- Description of the task -
Where a line of the records holds the string "given", copy that line.

- Supplied material -

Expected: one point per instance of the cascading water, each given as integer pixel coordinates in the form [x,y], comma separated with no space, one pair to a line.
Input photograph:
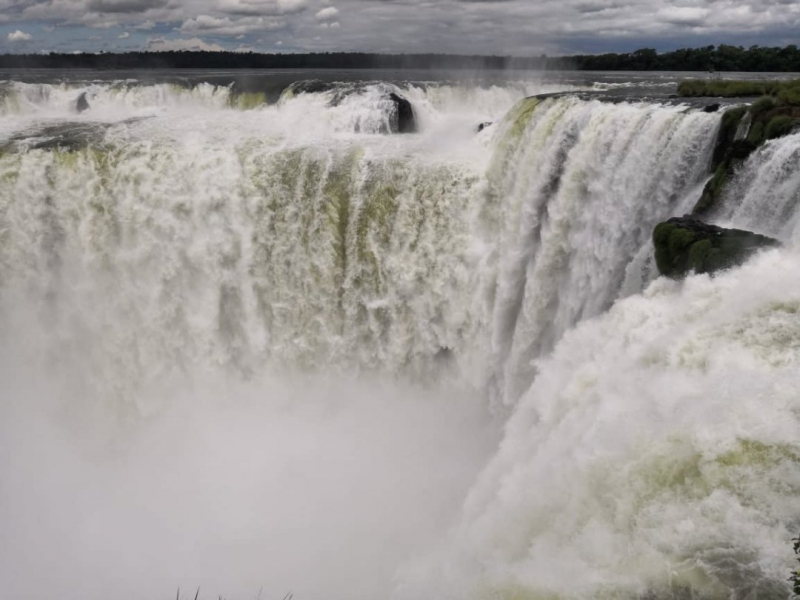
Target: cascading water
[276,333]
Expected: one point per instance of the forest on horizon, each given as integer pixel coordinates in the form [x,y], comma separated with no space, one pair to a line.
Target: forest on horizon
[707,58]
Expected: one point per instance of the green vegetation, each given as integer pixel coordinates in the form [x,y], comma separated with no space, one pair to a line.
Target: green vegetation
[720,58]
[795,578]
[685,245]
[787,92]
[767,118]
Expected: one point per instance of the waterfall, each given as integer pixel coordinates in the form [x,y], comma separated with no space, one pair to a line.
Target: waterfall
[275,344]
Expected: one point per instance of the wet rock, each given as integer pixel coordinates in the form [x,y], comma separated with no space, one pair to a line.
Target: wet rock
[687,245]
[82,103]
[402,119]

==

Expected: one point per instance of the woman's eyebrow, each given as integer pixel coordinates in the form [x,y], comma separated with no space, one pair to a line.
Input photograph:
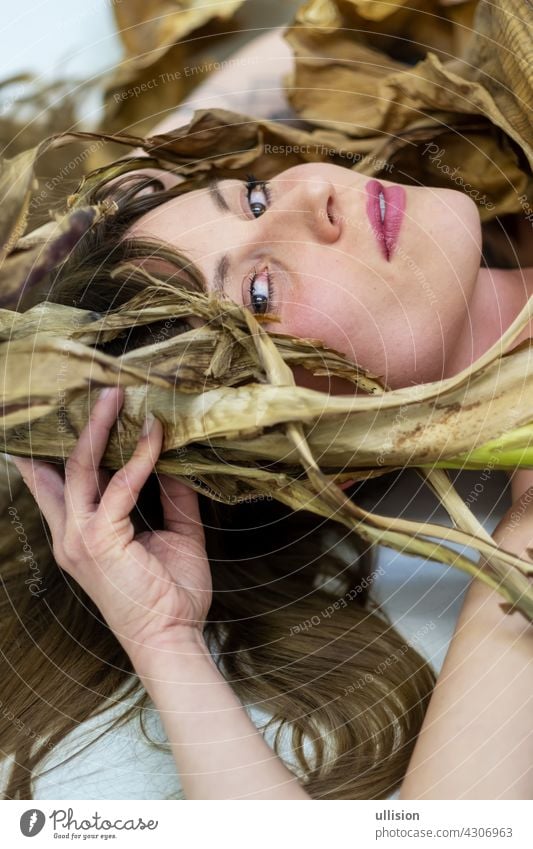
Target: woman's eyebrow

--

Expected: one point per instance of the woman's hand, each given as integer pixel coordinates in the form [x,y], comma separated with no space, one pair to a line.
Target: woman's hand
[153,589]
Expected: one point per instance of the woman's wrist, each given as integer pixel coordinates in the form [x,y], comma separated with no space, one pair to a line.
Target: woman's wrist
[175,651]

- Completed exercise -
Expected: one point per instance of the cascading water, each given as integer pixel coordinates in the form [x,y], comma separated with no space, one pair to a line.
Expected: one point per instance of the forest on horizon, each given as integer pixel coordinates in the form [x,y], comma separated with no space, one pair to a line.
Expected: one point per instance of the green vegetation, each given as integer pixel coordinates in the form [x,y], comma separated with no space, one pair to a line.
Expected: one point per instance of the waterfall, each given as integer pixel coordinates in the form [x,y], comma separated with no space, one pair to a line.
Expected: one point per instance of the wet rock, each given as integer pixel coordinates in the form [x,y], comma separated with no space, one pair to a line.
Expected: one point per instance of the woman's eyebrow, each given as integer pixel coordinates in the form [x,y], comma separated with no space, one pair to a line.
Expected: one point per instance of the woman's hand, each given as integer pixel coordinates in the form [x,y], comma separated with no space, one pair to a line.
Expected: one point per instance of the woman's wrist, each given as integer pixel coordinates in the form [x,y], comma separated with no space, one pair to a line.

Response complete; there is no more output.